● AIM OF THE EXERCISE
The full listing should be set down again without a single alteration.

_ _ _ _

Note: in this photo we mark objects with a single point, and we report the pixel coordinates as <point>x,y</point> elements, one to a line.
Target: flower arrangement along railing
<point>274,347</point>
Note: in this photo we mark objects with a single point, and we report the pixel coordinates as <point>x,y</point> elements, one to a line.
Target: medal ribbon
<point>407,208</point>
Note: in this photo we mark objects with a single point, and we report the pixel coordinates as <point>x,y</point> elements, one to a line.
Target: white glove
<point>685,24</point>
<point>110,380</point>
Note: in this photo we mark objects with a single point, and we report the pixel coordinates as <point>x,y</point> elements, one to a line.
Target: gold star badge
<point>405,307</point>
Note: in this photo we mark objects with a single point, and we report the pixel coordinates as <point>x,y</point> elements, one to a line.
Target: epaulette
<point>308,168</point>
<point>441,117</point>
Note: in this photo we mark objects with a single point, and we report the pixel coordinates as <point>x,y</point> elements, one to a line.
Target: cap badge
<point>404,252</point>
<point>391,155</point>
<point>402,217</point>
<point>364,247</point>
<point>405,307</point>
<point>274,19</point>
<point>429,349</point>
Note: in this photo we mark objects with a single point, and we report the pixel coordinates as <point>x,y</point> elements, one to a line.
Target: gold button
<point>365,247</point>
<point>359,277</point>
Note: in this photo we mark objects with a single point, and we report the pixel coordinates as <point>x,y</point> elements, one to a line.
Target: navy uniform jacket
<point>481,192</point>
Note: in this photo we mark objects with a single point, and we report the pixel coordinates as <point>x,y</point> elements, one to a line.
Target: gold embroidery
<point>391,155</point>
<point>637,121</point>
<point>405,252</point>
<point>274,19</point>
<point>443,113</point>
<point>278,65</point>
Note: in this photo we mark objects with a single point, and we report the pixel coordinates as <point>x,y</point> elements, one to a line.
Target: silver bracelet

_ _ _ _

● RESPONSE
Note: in this photo we mark objects with a single point, and we report the pixel coordinates as <point>x,y</point> elements, one to a line.
Target: flower arrangement along railing
<point>274,347</point>
Note: in this photo we mark objects with a single point, and we report the pixel coordinates as <point>x,y</point> elements, one to a line.
Target: medal ribbon
<point>407,208</point>
Note: in this photo we mark objects with a single point, and we report the pixel coordinates as <point>x,y</point> elements, one to a line.
Target: white glove
<point>685,24</point>
<point>110,380</point>
Note: in this photo we mark objects with a single point, and we report the pixel coordinates as <point>x,y</point> elements, one to a line.
Target: gold star badge
<point>405,307</point>
Note: in this photo we mark objects with a single point, and we report the pixel coordinates as <point>x,y</point> elements, one to a line.
Target: epaulette
<point>308,168</point>
<point>441,117</point>
Note: in this photo we mark objects with a single point, and we report the pixel coordinates as <point>x,y</point> elements, one to a line.
Target: cap badge
<point>404,252</point>
<point>391,155</point>
<point>402,217</point>
<point>364,247</point>
<point>405,307</point>
<point>274,19</point>
<point>429,349</point>
Note: in this photo we mark objects with a single point, and we report the pixel coordinates as <point>x,y</point> elements, one to a line.
Target: gold button
<point>365,247</point>
<point>359,277</point>
Note: in this photo we mark objects with a single point, and we report the pixel coordinates as <point>x,y</point> elements, one to a line.
Target: navy uniform jacket
<point>481,192</point>
Note: in this photo we mark objects with a single point, and we report the pixel coordinates as <point>x,y</point> elements, one to a line.
Target: gold embroidery
<point>391,155</point>
<point>637,121</point>
<point>405,252</point>
<point>274,19</point>
<point>443,113</point>
<point>278,65</point>
Note: in this photo we mark objects with a single point, and we report the pixel coordinates as <point>x,y</point> elements, one to a line.
Target: silver bracelet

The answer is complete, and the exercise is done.